§ Entries taken from a collection
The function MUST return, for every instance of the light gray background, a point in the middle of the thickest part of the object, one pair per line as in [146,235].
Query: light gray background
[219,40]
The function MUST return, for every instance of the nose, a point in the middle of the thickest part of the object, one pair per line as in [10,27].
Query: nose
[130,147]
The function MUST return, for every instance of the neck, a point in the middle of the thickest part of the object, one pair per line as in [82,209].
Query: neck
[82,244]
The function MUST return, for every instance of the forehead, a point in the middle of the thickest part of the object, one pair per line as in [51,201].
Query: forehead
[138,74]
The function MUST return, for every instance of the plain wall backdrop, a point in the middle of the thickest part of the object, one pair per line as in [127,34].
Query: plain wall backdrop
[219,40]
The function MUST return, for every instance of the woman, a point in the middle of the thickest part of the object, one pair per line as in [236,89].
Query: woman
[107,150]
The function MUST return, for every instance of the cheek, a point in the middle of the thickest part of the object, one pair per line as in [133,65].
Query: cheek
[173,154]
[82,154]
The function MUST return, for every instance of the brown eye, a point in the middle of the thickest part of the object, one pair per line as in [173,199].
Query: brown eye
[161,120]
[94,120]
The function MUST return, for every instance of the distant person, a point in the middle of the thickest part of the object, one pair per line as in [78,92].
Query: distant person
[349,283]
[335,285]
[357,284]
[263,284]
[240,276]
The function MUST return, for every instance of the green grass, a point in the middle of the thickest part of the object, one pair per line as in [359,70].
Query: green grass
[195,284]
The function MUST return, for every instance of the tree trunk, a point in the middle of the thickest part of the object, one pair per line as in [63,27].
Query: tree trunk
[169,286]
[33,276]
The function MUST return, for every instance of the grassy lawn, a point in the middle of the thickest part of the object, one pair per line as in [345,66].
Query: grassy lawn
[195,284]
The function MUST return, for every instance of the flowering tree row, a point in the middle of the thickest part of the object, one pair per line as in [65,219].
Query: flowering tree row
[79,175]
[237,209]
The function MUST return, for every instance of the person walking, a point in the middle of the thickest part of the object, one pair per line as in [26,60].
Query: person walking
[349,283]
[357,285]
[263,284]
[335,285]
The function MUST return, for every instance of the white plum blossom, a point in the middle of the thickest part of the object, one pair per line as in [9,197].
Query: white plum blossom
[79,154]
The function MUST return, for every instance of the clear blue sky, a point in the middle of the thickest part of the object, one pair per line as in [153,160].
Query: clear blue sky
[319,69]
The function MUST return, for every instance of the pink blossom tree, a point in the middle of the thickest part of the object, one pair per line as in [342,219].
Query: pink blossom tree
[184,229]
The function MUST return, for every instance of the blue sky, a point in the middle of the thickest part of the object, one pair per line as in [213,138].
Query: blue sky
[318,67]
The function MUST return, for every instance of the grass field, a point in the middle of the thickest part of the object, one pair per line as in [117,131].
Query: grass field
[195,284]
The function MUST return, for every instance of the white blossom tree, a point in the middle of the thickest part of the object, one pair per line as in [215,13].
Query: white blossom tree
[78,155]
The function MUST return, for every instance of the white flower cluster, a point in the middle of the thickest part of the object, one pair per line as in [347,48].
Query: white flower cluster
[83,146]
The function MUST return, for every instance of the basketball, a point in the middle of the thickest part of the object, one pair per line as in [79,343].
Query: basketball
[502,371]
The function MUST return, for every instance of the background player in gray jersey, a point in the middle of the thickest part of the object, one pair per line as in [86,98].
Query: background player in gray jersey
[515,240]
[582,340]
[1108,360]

§ Problem description
Render the rows above as a two-column CSV with the columns "request" and "answer", one CSV row per request. Put each request's text and its answer into one quoted field each, turning line breaks into spaces.

§ In response
request,answer
"The function MUST return, for every instance of the light gray background, a point in the middle of the thickest part of the object, one pair per line as in [146,235]. Query: light gray background","[219,40]"
"The function MUST return, for every instance of the nose, a point in the middle of the thickest part of the object, one pair per line as in [10,27]. Query: nose","[130,147]"
"The function MUST return, for every instance of the neck, a point in the middle of the thickest part of the object, one pair per line as in [82,209]. Query: neck","[82,244]"
"The function MUST return, for every instance of the forehead, a point in the middle of the thickest part of the object, one pair per line as in [51,201]. Query: forehead","[138,74]"
"The function MUST return, for every instance of the plain wall backdrop, a point in the middle of the thickest part of the object, one pair per line as in [127,34]. Query: plain wall backdrop","[219,40]"
"The function MUST return, for every instance of the woman, a point in the middle of the thickest part of the object, one pair per line as in [236,89]. Query: woman","[107,150]"
"The function MUST return, for every instance of the cheek, a point in the middle of the thickest part of the object, one pair per line as in [133,65]. Query: cheek","[173,154] [82,154]"
"The function MUST return, for every instance of the brown eye, a point in the middle of the thickest part of the object, one pair per line as in [173,199]. Query: brown eye","[161,120] [94,120]"
"The function MUST return, for every instance of the distant person, a point in the middle of the thickest part of the object, one pair per line as in [78,92]. Query: distant person","[349,283] [335,285] [357,284] [263,284] [240,276]"
"The function MUST return, for every instance of the green grass, a point in the middle of the thickest part of the object, one pair per line as in [359,70]. Query: green grass","[195,284]"
"The function MUST return, for every instance of the tree trunk, a point in the middle of the thickest part of the object, one pair per line as in [63,27]. Query: tree trunk","[169,286] [33,276]"
"The function MUST return, for every instance of the grassy lawn, a point in the middle of the thickest part of the object, one pair per line as in [345,66]. Query: grassy lawn","[195,284]"
"The function MUST return, for every instance of the flowering tree row, a point in the middle of the thickest part of the object, one pair per line as in [65,219]. Query: flowering tree row","[79,175] [237,209]"
"The function MUST return, for every instance of the person walking, a point in the middle of the thickest part of the object, one pair per line as in [26,60]. Query: person walking","[349,283] [357,285] [263,284] [335,285]"
"The function MUST return, for every instance of the white plum blossom, a point in the middle of the thickest part of the object, one pair per line as in [9,197]. Query: white plum blossom","[79,154]"
"The function MUST return, for every instance of the clear blue sky, a point in the middle of the thickest part of the object, one pair per line as in [153,160]. Query: clear blue sky","[319,69]"
"The function MUST return, for every instance of the pink blossom tree, a point in the middle of the thickest part of the object, one pair per line as in [342,219]. Query: pink blossom tree","[184,229]"
"The function MUST return, for every instance of the blue sky, a point in the middle of the thickest part of the object, one pair per line as in [213,138]. Query: blue sky","[318,67]"
"The function MUST return, for every instance of the grass field, a point in the middle of the thickest part of the object, one pair per line as in [117,131]. Query: grass field","[195,284]"
"The function MUST return, for every instance of the white blossom tree, a point in the middle of the thickest part of the object, one pair per line as in [215,13]. Query: white blossom tree","[78,155]"
"The function MUST return, for every instance of the white flower cluster, a point in the middle of the thickest part of the object, one pair per line as in [347,48]. Query: white flower cluster","[83,146]"
"The function MUST return, for every instance of the basketball, a point in the middle of the thickest part of the object, one pair per line as in [79,343]. Query: basketball","[502,371]"
"The function MUST return, for every instance of the background player in gray jersey, a point in the middle of the thickest part of the object, one pair per line as in [86,98]. Query: background player in gray jersey","[515,240] [582,340] [1108,360]"